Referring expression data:
=== Section Start ===

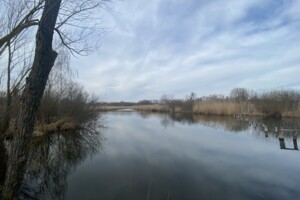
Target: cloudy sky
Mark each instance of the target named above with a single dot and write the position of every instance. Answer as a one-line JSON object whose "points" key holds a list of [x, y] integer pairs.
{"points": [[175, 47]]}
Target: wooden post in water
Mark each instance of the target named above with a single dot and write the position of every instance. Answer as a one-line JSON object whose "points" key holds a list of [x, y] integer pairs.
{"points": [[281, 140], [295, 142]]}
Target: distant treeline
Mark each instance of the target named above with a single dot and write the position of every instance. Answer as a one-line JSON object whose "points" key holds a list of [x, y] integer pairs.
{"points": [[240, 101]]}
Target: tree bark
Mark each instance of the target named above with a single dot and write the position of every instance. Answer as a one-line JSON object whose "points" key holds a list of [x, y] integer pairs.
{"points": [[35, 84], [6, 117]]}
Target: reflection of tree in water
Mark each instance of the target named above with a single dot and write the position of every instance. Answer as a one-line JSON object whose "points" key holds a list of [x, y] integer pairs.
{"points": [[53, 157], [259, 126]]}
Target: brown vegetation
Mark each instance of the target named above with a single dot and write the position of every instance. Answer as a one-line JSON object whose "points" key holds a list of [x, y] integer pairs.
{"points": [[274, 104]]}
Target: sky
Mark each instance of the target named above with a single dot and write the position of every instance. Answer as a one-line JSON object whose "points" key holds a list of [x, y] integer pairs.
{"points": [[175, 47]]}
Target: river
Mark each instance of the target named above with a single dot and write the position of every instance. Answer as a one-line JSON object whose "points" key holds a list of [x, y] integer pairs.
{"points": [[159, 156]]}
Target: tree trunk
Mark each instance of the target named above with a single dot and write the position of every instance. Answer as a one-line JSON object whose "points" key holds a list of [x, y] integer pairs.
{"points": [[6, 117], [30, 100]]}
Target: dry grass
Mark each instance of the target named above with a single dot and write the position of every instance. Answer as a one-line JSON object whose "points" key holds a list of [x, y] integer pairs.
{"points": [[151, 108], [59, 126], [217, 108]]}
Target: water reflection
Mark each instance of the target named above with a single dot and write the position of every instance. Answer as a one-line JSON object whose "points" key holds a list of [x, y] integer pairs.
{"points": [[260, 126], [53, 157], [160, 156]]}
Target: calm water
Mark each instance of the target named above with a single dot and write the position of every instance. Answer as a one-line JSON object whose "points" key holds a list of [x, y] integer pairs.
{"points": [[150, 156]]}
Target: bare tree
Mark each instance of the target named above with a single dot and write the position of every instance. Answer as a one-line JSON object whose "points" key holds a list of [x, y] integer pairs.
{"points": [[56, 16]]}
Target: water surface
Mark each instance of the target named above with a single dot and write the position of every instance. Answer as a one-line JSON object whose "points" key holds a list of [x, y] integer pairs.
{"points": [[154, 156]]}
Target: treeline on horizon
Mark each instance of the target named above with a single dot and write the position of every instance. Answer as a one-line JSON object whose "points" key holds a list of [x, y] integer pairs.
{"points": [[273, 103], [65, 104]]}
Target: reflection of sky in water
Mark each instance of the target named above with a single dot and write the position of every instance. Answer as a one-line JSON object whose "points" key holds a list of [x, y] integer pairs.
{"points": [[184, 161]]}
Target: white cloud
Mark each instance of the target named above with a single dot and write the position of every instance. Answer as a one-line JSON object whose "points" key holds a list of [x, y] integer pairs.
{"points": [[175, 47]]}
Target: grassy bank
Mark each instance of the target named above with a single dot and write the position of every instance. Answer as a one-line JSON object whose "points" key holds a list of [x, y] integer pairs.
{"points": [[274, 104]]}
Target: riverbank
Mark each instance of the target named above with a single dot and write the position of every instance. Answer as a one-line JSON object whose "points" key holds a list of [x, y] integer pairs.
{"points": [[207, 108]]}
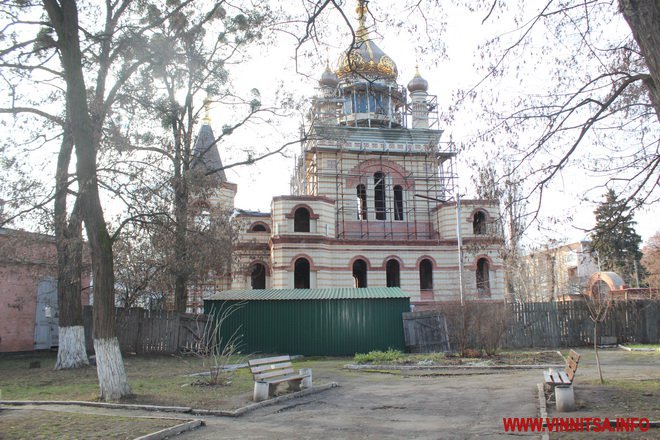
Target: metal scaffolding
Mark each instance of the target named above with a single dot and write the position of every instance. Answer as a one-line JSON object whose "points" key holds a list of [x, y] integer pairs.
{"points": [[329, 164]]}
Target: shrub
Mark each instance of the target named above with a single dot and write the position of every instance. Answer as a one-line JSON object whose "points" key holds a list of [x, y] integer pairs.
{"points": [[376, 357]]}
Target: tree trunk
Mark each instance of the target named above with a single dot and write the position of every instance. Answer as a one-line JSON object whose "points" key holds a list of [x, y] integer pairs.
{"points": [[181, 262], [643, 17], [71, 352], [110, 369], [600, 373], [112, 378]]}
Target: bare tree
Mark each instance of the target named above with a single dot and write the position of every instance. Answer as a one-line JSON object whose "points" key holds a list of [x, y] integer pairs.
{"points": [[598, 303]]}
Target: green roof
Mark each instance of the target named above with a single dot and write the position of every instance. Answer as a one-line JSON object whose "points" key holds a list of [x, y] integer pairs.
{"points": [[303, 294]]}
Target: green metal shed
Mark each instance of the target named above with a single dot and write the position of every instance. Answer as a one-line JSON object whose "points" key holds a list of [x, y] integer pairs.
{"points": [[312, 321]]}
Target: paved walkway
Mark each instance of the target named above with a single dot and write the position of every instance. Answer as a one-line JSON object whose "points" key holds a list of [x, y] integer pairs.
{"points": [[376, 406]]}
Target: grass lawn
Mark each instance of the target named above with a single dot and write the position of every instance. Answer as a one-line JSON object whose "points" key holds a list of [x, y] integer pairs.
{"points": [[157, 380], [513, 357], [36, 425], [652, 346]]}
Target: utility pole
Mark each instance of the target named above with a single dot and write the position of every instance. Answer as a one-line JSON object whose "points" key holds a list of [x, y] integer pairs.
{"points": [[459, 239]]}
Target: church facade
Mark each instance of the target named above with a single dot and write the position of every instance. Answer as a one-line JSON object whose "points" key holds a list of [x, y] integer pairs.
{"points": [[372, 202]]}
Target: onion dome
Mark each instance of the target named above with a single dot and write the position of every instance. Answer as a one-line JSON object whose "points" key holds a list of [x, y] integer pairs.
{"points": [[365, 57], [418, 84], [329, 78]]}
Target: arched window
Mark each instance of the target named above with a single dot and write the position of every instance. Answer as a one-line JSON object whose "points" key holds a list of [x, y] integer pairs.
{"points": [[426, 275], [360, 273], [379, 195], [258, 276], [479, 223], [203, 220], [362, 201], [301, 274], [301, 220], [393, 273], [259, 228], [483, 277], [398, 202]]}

=== Section End ===

[TASK ITEM]
Provide the count of lines in the data above that include the word "treeline", with no added text.

[ANSWER TO THIS TASK]
2